_Set exercise_
In the forum thread on shotgun instruction for young shooters, what kind of recoil pad was fitted for the small young lady who became a national-level trap shooter?

_Document passage_

========

I don't know a lot about O/U either most of my instruction is on pump and semi auto what ever the kids bring to shoot , a bunch of rural kids I see a lot of pump guns and get a lot of kids shooting 23-24 with those guns.


----------



## Hiro (Feb 14, 2016)

She did fine with the 870 and a modified choke. I couldn't find the other chokes because that is what I have used for the last 20 years. There are a whole set of remchokes somewhere....but, they may as well be on the dark side of the moon.

The CZ drrake o/u appeared to be a reasonably priced and effective choice for a 100 lb shooter.


----------



## GREENCOUNTYPETE (Jul 25, 2006)

fit is everything especially with young ladies as they don't have the meat on their bones for cushion.

one of the other instructors I talk to at state trainings got a young lady to try trap she was really Leary it looked fun but she wasn't sure as she was watching other kids shoot at a 4-H event 2 years later she is a national level shooter but they had to do some odd things with her but pad , it is a curved Morgan pad on a angle so that it cups the shoulder joint she was small and didn't have the the muscle structure to put a flat pad in the pocket of the shoulder.

I am certified to teach shotgun but it isn't my passion

the think with the girls is they come to shooting with basically an open mind , and a willingness to listen and not what they saw on tv or figured out with their red rider 

some boys you might get them at 8yo and still have to break some bad habits and they may fight you on it 

train them right and they will do well.

I makes me so mad when I see some one give a kid , woman or girl way to much gun then laugh when the recoil hits them ruins so many potential new shooters and advocates for our sport.


----------



## Hiro (Feb 14, 2016)

She has been doing fine and progressing well. Her 10 year old brother has gone to each of her practices, but I had managed to keep his interests limited because he just couldn't manage a full size 12 gauge. We went to a local range with a trap field and one of the owners asked him if he was shooting. He demurred and I explained his inability to manage a full size shotgun. The results were the gentleman putting together a youth size 20-gauge over/under. I tried once more by noting that I didn't have any 20-gauge shells and was met with "Here, have two boxes".

========

(Point placement records)
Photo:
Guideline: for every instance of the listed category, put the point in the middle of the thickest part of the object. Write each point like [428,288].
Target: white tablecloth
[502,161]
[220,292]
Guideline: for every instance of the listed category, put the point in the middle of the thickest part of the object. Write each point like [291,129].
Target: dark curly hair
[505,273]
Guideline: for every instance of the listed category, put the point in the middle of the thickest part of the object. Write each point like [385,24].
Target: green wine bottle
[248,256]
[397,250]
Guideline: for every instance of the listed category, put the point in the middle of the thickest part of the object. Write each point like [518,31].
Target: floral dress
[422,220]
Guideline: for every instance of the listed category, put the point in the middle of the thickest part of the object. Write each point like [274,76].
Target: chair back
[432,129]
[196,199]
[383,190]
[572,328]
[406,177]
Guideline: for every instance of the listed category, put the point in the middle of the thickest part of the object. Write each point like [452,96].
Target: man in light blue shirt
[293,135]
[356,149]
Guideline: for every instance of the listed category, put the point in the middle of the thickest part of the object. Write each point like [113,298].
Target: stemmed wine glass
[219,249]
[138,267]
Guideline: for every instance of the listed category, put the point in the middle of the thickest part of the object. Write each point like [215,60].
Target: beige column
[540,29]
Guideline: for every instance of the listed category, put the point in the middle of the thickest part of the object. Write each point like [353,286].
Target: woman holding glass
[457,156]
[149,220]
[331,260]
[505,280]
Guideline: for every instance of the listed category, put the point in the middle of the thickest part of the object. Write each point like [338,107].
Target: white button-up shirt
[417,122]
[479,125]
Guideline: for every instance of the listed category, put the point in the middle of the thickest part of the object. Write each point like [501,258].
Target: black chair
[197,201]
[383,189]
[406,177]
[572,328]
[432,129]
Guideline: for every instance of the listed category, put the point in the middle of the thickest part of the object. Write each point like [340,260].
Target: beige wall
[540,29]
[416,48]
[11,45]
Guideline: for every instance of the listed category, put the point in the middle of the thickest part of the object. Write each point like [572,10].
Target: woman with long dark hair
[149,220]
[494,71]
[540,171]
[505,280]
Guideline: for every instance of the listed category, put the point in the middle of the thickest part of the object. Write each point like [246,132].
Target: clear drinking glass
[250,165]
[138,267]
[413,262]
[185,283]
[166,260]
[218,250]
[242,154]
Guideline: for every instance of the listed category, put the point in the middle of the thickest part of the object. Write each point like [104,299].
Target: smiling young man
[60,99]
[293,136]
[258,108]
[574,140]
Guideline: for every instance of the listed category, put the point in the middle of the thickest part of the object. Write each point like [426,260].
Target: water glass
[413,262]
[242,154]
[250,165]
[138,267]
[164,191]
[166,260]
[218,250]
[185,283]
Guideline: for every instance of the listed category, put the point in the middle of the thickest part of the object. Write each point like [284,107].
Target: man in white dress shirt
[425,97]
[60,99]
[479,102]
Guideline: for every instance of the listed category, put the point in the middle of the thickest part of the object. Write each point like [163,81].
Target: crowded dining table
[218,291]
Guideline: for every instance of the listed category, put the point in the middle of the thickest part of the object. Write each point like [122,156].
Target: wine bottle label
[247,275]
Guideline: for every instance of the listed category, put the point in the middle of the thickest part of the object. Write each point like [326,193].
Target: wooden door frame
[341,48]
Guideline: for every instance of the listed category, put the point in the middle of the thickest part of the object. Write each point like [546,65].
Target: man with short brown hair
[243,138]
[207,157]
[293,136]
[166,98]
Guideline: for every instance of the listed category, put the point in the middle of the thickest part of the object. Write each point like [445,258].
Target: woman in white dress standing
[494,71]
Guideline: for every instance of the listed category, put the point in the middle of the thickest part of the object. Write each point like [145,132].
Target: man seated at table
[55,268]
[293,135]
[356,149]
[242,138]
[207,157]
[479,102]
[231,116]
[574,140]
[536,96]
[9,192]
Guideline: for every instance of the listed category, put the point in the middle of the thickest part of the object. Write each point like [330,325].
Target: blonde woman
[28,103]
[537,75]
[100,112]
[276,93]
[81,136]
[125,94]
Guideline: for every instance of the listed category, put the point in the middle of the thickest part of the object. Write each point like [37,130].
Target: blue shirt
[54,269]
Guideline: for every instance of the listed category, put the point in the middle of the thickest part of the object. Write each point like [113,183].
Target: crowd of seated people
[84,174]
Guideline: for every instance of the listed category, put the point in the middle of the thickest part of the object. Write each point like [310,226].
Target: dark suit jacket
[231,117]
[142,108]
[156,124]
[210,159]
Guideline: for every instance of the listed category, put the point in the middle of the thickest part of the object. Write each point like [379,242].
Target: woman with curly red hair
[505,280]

========

_Output for this exercise_
A curved Morgan pad set on an angle so that it cups the shoulder joint.